▶ What is needed: Pull out each line of the records below that contains the word "sign", and copy those lines in full.

──────── Record list ────────

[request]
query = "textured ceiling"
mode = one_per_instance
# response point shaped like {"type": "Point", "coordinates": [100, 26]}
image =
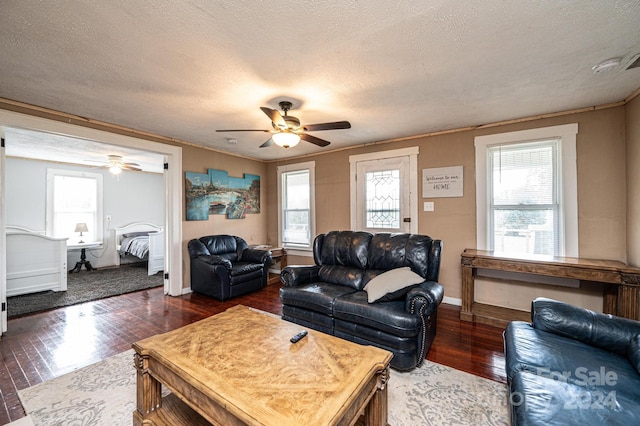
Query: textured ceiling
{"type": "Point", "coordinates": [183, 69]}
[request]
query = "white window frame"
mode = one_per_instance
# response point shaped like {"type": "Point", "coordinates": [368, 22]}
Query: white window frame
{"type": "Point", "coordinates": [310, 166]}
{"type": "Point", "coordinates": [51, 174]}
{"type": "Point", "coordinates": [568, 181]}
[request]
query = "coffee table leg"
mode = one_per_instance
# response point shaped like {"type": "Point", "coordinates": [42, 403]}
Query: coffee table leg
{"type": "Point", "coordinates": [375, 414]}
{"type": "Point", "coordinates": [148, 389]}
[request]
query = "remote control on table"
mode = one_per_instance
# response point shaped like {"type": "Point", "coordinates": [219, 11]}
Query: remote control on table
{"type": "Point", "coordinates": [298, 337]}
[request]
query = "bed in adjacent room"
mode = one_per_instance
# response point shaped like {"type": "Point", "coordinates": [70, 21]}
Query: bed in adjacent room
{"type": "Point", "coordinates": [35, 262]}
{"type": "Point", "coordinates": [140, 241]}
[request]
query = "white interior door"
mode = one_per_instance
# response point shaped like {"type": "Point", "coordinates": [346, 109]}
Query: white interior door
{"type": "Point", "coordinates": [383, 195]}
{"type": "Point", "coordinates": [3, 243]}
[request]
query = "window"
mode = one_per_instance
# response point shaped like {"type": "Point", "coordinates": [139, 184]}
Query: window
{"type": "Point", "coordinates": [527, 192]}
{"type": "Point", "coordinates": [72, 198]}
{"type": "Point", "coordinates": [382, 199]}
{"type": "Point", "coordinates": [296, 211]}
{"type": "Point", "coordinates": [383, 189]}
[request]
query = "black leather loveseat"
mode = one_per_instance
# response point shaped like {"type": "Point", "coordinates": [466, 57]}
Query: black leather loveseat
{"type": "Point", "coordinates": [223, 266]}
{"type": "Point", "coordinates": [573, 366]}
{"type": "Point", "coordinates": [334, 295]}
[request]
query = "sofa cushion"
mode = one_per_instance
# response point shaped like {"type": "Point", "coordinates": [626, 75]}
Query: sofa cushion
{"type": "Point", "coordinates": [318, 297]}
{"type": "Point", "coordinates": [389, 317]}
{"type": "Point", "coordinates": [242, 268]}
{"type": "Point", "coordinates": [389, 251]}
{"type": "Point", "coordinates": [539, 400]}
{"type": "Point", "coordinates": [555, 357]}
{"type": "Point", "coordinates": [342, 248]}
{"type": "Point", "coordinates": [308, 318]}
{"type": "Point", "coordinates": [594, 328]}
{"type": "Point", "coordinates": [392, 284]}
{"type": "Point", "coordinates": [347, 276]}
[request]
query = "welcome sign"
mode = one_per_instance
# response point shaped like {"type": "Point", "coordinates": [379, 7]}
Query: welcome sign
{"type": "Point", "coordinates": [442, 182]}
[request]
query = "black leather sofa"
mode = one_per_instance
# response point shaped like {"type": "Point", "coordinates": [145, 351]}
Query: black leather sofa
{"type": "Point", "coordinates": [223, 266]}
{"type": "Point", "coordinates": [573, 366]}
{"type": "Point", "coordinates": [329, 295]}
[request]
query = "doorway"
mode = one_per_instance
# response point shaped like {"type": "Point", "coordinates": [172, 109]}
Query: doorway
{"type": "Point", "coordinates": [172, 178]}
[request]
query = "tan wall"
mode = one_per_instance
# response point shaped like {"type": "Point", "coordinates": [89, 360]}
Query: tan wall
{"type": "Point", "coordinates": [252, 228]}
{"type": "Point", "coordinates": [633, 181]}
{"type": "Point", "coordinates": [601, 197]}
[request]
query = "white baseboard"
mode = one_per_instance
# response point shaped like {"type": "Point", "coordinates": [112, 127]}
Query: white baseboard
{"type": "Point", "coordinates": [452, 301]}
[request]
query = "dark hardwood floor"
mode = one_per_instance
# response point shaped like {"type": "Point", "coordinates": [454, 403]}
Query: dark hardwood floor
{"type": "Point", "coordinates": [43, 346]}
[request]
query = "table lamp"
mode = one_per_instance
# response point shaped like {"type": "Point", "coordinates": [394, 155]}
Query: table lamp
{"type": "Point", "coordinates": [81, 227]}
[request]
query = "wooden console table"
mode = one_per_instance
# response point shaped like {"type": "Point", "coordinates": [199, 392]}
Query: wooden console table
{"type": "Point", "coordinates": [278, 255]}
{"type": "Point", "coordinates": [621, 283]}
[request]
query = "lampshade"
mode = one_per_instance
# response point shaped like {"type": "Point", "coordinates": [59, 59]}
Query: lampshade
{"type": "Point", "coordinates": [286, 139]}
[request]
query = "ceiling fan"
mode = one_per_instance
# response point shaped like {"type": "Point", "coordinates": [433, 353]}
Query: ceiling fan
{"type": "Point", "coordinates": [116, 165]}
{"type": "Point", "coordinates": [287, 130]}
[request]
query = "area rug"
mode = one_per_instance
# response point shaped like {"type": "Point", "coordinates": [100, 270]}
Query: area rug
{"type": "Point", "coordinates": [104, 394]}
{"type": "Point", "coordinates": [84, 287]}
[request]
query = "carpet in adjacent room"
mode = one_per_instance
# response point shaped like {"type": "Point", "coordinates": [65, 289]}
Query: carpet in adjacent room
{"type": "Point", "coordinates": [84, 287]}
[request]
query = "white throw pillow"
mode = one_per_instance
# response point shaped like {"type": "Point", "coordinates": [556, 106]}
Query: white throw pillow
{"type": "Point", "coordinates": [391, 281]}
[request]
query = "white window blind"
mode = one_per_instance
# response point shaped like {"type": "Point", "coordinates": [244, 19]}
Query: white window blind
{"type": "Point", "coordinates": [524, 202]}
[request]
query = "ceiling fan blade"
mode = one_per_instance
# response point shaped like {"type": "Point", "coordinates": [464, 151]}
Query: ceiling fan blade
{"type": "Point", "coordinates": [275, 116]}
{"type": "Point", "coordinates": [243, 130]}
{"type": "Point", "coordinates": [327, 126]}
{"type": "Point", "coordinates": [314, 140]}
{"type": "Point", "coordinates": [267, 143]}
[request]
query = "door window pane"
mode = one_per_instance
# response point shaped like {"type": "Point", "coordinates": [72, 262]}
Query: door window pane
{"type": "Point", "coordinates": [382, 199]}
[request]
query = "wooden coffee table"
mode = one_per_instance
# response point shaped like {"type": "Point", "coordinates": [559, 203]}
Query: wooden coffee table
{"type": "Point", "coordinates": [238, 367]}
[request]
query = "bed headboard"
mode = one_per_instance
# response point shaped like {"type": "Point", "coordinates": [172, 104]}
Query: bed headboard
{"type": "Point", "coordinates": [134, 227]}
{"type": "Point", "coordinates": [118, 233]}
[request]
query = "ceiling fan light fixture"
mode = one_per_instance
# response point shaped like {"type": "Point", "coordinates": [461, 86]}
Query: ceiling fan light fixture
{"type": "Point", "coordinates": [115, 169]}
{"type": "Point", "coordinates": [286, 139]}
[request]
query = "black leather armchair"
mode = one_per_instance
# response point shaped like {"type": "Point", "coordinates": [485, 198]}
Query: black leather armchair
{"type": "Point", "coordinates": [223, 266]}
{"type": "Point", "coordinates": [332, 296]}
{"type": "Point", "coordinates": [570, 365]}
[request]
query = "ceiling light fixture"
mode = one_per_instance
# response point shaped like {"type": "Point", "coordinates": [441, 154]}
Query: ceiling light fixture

────────

▶ Solution for this task:
query = "welcome sign"
Query: welcome sign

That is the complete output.